**TASK GOAL:** An exact copy of the listing is what the response must contain.

──────── SOURCE MATERIAL ────────

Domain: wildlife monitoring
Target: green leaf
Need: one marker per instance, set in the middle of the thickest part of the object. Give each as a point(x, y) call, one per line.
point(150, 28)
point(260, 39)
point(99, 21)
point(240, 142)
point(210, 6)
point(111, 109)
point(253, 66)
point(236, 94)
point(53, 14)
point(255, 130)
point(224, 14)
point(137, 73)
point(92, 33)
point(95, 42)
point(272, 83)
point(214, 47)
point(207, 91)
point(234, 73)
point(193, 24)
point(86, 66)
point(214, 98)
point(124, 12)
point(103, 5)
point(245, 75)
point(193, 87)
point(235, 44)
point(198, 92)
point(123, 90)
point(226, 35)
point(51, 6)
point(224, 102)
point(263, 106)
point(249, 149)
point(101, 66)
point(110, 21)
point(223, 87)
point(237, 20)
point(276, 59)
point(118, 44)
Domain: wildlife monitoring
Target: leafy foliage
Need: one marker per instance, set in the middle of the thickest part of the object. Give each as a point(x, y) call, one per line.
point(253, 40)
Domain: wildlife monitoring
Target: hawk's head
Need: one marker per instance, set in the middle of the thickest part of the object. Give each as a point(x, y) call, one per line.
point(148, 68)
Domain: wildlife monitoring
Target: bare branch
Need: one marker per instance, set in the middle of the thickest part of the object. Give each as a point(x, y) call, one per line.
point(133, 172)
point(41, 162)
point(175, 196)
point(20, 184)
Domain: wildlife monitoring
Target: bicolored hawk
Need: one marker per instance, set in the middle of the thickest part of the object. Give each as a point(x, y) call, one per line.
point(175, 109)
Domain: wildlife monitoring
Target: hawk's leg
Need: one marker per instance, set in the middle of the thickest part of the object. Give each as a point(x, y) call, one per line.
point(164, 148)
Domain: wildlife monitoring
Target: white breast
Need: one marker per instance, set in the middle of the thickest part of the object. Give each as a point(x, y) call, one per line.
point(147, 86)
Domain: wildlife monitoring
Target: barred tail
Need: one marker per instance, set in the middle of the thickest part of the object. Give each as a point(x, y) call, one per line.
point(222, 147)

────────

**SOLUTION TO THIS EXERCISE:**
Domain: wildlife monitoring
Target: green leaf
Need: one marker per instance, set in the middle of the thickest part of the object. Give each as a point(x, y) call, one per line.
point(150, 28)
point(260, 39)
point(99, 21)
point(240, 142)
point(210, 6)
point(111, 109)
point(253, 66)
point(236, 94)
point(53, 14)
point(255, 130)
point(224, 14)
point(137, 73)
point(92, 33)
point(95, 42)
point(272, 83)
point(214, 47)
point(207, 91)
point(234, 73)
point(193, 24)
point(86, 66)
point(214, 98)
point(124, 12)
point(103, 5)
point(245, 75)
point(193, 87)
point(235, 44)
point(198, 92)
point(123, 90)
point(226, 35)
point(51, 6)
point(224, 102)
point(263, 106)
point(249, 149)
point(101, 66)
point(110, 21)
point(223, 87)
point(237, 20)
point(276, 59)
point(118, 44)
Domain: wildlife monitoring
Target: leafy foliage
Need: one marker per instance, set in the middle of the thickest part of the object. Give each as a point(x, y) call, one per line.
point(253, 40)
Domain: wildlife monitoring
Target: hawk's head
Need: one marker per instance, set in the middle of the thickest part of the object. Give each as a point(x, y) call, one per line.
point(148, 68)
Domain: wildlife monitoring
Target: bare branch
Need: one marker per instance, set in the middle of the thickest part of the object. Give each as a point(x, y) call, one per line.
point(133, 172)
point(41, 162)
point(175, 196)
point(20, 184)
Domain: wildlife monitoring
Target: bicolored hawk
Need: one marker per instance, set in the middle of the thickest part of the object. Give each as a point(x, y) call, one per line.
point(175, 109)
Domain: wildlife monitoring
Target: hawk's leg
Need: one marker per instance, set in the middle of the thickest part of the object. Give each as a point(x, y) call, one per line.
point(164, 148)
Domain: wildlife monitoring
Target: white breast
Need: one marker per instance, set in the middle of the thickest part of the object. Give each as a point(x, y) call, one per line.
point(147, 86)
Domain: wildlife monitoring
Target: barred tail
Need: one marker per instance, set in the middle of the thickest part of the object. Give each as a point(x, y) call, one per line.
point(222, 147)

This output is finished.